**EXTRACTED TEXT**
Before Monday’s releases, over 11,100 Palestinians from Gaza, Jerusalem, and the West Bank were being held in Israeli detention, the majority of them being held without trial or charge in administrative detention or as “unlawful combatants.” The figure does not include the number of Palestinians, mostly from Gaza, held in Israeli military camps.
Earlier in the day, the 20 living Israeli captives were handed over and driven outside of Gaza by the Red Cross through the Kissufim crossing. Some Palestinians filmed them on their phones as they drove by.
Freed Israeli captives are escorted out of Gaza by the Red Cross on October 13, 2025. (Video by Abdel Qader Sabbah.)
Hamas announced on Monday that it would release the bodies of four dead Israeli captives by the end of the day. The remaining two dozen dead captives are also expected to be handed over as part of the deal, although the exact timing remains unclear. At least 77 Palestinians have died in Israeli custody over the past two years, according to the Palestinian Prisoner’s Society and the prisoner rights group, Addameer—46 of them among those detained from Gaza. Israeli authorities continue to withhold the bodies of 85 prisoners killed in detention, including 74 who died since the start of the war.
In the occupied West Bank, buses carrying freed Palestinian captives arrived in Beitunia, near Ramallah, where hundreds of families and supporters awaited them, according to Palestinian media reports. The Israeli military fired tear gas and rubber bullets at the crowd. Israel warned Palestinians in the West Bank against celebrating the releases—as has happened in the past. Israeli forces distributed fliers saying that “anyone who participates in such activities exposes himself to punishment and arrest.”
Israel distributed flyers in the occupied West Bank warning Palestinians not to celebrate the release of Palestinian captives. October 12, 2025. (Source: Palestinian Center for Prisoners Advocacy.)

**DATA TO EXAMINE**
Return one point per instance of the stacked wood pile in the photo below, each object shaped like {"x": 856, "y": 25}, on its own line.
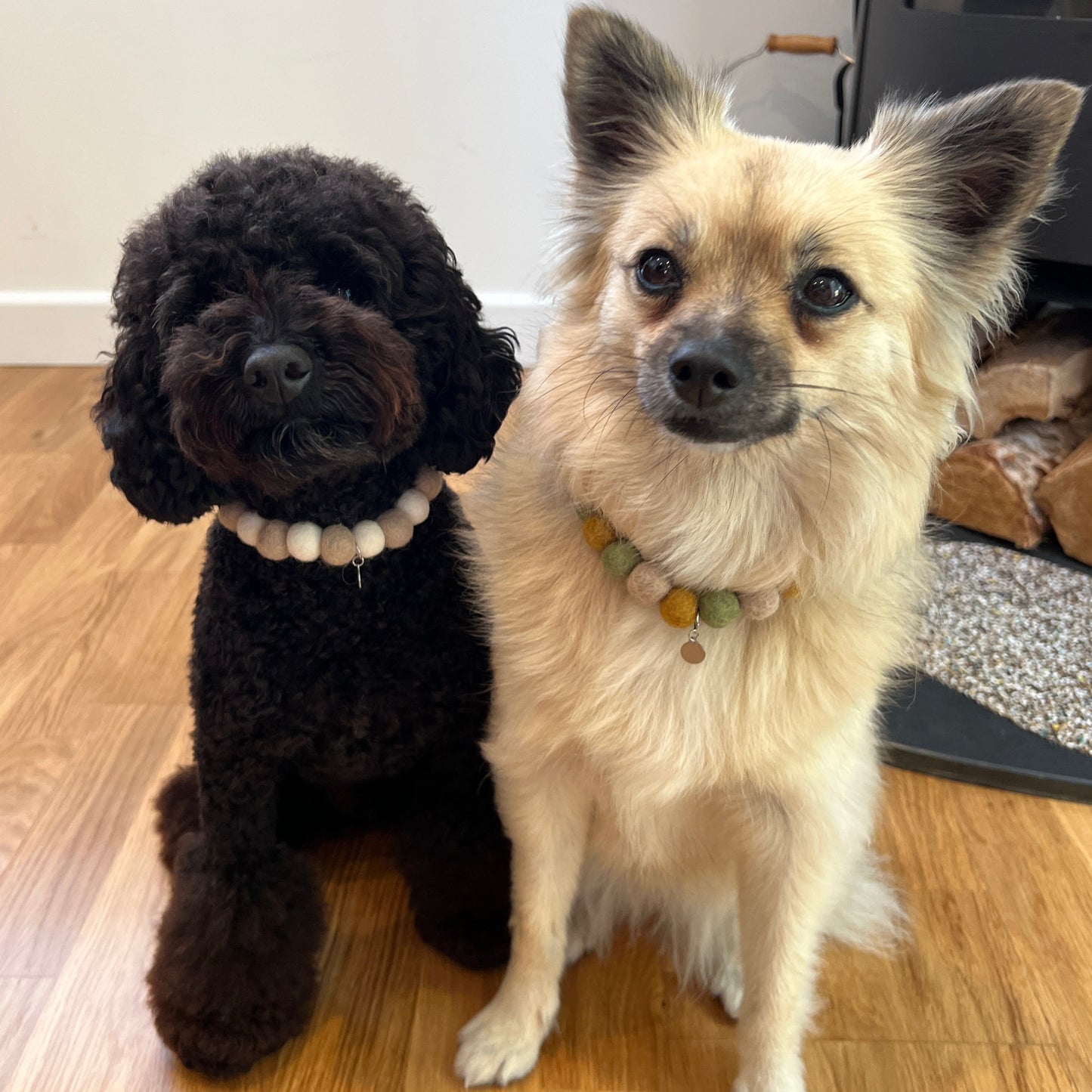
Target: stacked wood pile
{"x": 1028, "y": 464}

--

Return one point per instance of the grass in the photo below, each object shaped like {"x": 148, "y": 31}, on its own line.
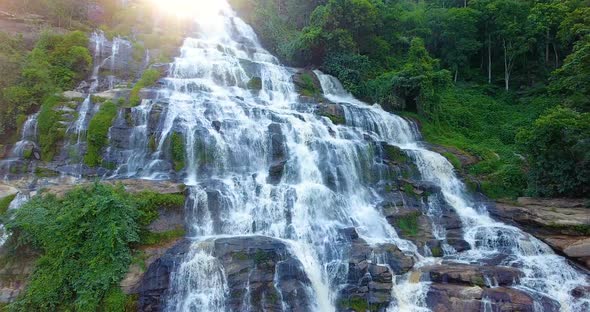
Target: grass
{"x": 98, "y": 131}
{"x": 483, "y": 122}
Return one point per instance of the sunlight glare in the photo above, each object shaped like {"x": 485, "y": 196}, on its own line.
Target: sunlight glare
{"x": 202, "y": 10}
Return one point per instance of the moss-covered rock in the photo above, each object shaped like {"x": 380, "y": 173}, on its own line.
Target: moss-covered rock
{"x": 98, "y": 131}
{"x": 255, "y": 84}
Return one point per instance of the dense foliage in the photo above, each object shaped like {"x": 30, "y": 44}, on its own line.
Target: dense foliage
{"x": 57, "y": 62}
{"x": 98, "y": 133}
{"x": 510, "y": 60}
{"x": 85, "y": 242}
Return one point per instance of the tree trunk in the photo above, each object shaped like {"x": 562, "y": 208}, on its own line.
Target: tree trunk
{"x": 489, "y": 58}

**WHAT IS REQUIRED**
From the text on the Gaza prisoner releases, return the passage word for word, beginning at "Before Monday’s releases, over" and stopping after "Israeli military camps.".

**EXERCISE RESPONSE**
Before Monday’s releases, over 11,100 Palestinians from Gaza, Jerusalem, and the West Bank were being held in Israeli detention, the majority of them being held without trial or charge in administrative detention or as “unlawful combatants.” The figure does not include the number of Palestinians, mostly from Gaza, held in Israeli military camps.